Aim: Please write out the passage on dispatching power plants below word for word, starting with "Here is the associated" and going on through "is way off.".

Excerpted text:
____
For example, here is the Weibull curve fit for the natural gas combined cycle plants (PDF)
Here is the associated Weibull CDF (area under the PDF curve):
We obtain the CDF functions by curve fitting the PDF functions and finding the value of the three Weibull parameters. We then find the value for marginal dispatch cost in Vensim such that the sum of the CDF function values (across all power plant types) equals the total amount of electricity we want to dispatch. Here's a screenshot of the relevant structure:
This uses a small optimization loop with a new 15-element "Optimization Pass" subscript, which replaces ALLOCATE AVAILABLE. It maximizes the odds of convergence by checking for how many times the marginal price being tested has moved in the same direction and stops reducing the step size if it moves in the same direction too often. This is good for when your initial guess at the marginal price is way off.
____
Material provided:
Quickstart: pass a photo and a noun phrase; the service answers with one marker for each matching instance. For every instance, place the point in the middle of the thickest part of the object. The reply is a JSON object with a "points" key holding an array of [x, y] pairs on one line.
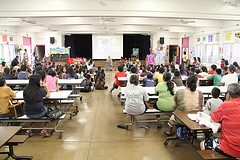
____
Answer to this exercise:
Here is the associated Weibull CDF (area under the PDF curve):
We obtain the CDF functions by curve fitting the PDF functions and finding the value of the three Weibull parameters. We then find the value for marginal dispatch cost in Vensim such that the sum of the CDF function values (across all power plant types) equals the total amount of electricity we want to dispatch. Here's a screenshot of the relevant structure:
This uses a small optimization loop with a new 15-element "Optimization Pass" subscript, which replaces ALLOCATE AVAILABLE. It maximizes the odds of convergence by checking for how many times the marginal price being tested has moved in the same direction and stops reducing the step size if it moves in the same direction too often. This is good for when your initial guess at the marginal price is way off.